→ **PROBLEMS**:
(A) Answer these questions from the text on M. M. Nazrul Islam:
(i) Which political party did he belong to?
(ii) From which college did he graduate in 1964?
(iii) For which constituency was he a Member of Parliament from 1991 to 1992?
(B) Echo the entries word for word, starting at the line that contains "In this exercise you will locate the man's face" and ending at the line that contains "point(1018, 619)".

→ **SELECTED PASSAGE**:
▶

Member of Parliament for Bakerganj-3
- In office 2 April 1979 – 24 July 1982

Member of Parliament for Bhola-4
- In office 5 March 1991 – 17 September 1992

Personal details
- Born: 16 October 1943 Madrasha Bazar, Lord Harding Union, Lalmohan Upazila, Bhola
- Died: 17 September 1992 (aged 48)
- Political party: Bangladesh Awami League
- Relatives: Abdullah Al Islam Jakob (son)

= M. M. Nazrul Islam =

Bangladeshi politician

M. M. Nazrul Islam (16 October 1943 – 17 September 1992) was a Bangladeshi academic and politician from Bhola belonging to the Bangladesh Awami League. He was elected twice as a member of the Jatiya Sangsad. He was the father of Abdullah Al Islam Jakob.

==Biography==
Nazrul Islam was born on 17 October 1943 at Chandpur in Lamohan of Bhola. After completing primary, secondary and higher secondary studies he graduated from Brojomohun College in 1964. Later, he received a postgraduate degree in economics from the University of Dhaka in 1966.

◀

Location identification items

▶

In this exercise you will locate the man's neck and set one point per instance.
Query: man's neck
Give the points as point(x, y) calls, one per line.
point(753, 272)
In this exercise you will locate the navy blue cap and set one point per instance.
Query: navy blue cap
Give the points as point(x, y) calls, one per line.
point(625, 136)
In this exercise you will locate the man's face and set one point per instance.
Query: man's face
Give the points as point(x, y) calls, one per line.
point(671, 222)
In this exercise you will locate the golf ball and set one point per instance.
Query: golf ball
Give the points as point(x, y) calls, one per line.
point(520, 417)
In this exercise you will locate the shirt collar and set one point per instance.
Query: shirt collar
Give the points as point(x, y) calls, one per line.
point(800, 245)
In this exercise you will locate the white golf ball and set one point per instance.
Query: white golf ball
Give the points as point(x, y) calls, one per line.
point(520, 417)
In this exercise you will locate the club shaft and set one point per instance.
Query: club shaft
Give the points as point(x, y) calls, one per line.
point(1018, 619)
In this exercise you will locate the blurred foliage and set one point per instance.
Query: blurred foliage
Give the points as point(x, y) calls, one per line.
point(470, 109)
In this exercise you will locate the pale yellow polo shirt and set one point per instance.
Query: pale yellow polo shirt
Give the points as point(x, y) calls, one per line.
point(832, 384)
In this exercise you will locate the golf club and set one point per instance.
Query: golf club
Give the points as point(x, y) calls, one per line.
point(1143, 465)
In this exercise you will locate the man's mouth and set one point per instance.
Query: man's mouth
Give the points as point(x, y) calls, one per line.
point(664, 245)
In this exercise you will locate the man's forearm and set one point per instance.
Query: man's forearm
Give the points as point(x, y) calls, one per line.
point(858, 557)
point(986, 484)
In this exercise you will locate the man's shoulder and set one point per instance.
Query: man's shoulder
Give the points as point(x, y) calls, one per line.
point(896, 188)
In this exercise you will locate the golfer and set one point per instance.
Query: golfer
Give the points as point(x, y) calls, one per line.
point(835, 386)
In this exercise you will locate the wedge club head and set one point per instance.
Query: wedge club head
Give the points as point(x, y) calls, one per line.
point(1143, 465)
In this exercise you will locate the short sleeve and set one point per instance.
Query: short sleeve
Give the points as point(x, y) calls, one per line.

◀

→ **PER-TASK OUTPUTS**:
(A)
(i) Bangladesh Awami League
(ii) Brojomohun College
(iii) Bhola-4

(B)
In this exercise you will locate the man's face and set one point per instance.
Query: man's face
Give the points as point(x, y) calls, one per line.
point(671, 222)
In this exercise you will locate the golf ball and set one point per instance.
Query: golf ball
Give the points as point(x, y) calls, one per line.
point(520, 417)
In this exercise you will locate the shirt collar and set one point per instance.
Query: shirt collar
Give the points as point(x, y) calls, one per line.
point(800, 245)
In this exercise you will locate the white golf ball and set one point per instance.
Query: white golf ball
Give the points as point(x, y) calls, one per line.
point(520, 417)
In this exercise you will locate the club shaft and set one point per instance.
Query: club shaft
Give the points as point(x, y) calls, one per line.
point(1018, 619)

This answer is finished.